* [Apply what you read]:
1 > In the review of Killing Kitchener, copy word for word the part starting at "I was asked" and ending at "home to Australia.".
2 > According to the review of Killing Kitchener, which book is Killing Kitchener the sequel to?
3 > Write what comes next in the review of Killing Kitchener, picking up after its last sentence.

* [Passage for review]:
___

Killing Kitchener is the sequel to A Fatal Tide. I was reading a pdf and noted a few typos which do not detract from the fact that Sailah’s writing has improved in this second book. Killing Kitchener goes further into the story of Thomas and Snow. We see how mateship was so important at the time of the first World War and we also see the divide between the whites and the Indigenous of Australia, although mateship triumphs over some of this.
I was asked to read this book by the author back in January. He’s been most patient with my timetable and I finally read it on the train through Europe. It was worth the wait and I’m really glad I was able to read it at a time when I could set aside big blocks of time. It’s not a book to read in little bits as it really suckers you in and makes you want to read more. I’m hoping there’s more on the way I want to read about Thomas and Snow when they finally get home to Australia.
Sailah’s research is good. There were a few facts I shook my head over. Having taken the time to google I found the facts were spot on. It was just little things such as a camera a soldier might possibly have taken to war with them. If the little things are right it makes the book that much more believable.

___

* [Provided data]:
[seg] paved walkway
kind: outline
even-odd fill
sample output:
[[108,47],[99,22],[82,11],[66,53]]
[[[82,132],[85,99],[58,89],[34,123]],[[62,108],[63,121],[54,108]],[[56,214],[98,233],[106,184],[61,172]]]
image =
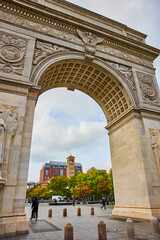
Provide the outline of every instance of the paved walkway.
[[[81,207],[82,216],[77,216],[77,208]],[[64,240],[64,227],[71,223],[74,229],[74,240],[98,240],[98,223],[104,221],[107,228],[108,240],[128,240],[126,237],[126,223],[123,219],[111,216],[112,206],[102,210],[100,205],[94,205],[95,215],[91,216],[91,205],[66,206],[67,217],[63,217],[64,206],[49,206],[40,204],[38,220],[47,220],[61,230],[52,232],[35,233],[30,228],[29,234],[17,235],[12,237],[1,238],[3,240]],[[48,218],[48,210],[52,208],[53,216]],[[26,206],[28,219],[31,215],[30,205]],[[35,220],[32,220],[35,221]],[[39,222],[40,223],[40,222]],[[42,222],[41,222],[42,223]],[[139,240],[160,240],[160,235],[152,235],[151,224],[149,221],[135,221],[135,234]]]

___

* [Written answers]:
1 >
I was asked to read this book by the author back in January. He’s been most patient with my timetable and I finally read it on the train through Europe. It was worth the wait and I’m really glad I was able to read it at a time when I could set aside big blocks of time. It’s not a book to read in little bits as it really suckers you in and makes you want to read more. I’m hoping there’s more on the way I want to read about Thomas and Snow when they finally get home to Australia.

2 > A Fatal Tide

3 >
I loved the historical figures we see in this book and the little facts. I now look at the English Your Country Needs You poster developed for the first World War with different eyes. Seeing as it’s not really a spoiler I’ll tell you that the person on the poster is Lord Kitchener, the person mentioned in the title of the book. And it’s little things like this that make me wonder what I missed in the book through to my lack of knowledge. Lord Kitchener makes a great poster. And I did always wonder about that poster.
Something that struck me were the historical figures. I’ll only mention one, that of Arthur Conan Doyle. Both Thomas and Snow are fans of his writing, incorporating Sherlock Holmes and Doctor Watson into their everyday life. We saw this in both books, but in this book Thomas actually has a chance to meet and talk with Arthur Conan Doyle.
One of the things I loved about this book was all the bits surrounding it. Not only was I quoted in the reviews of A Fatal Tide but we also get told which parts Sailah created or exaggerated and which parts are pure research.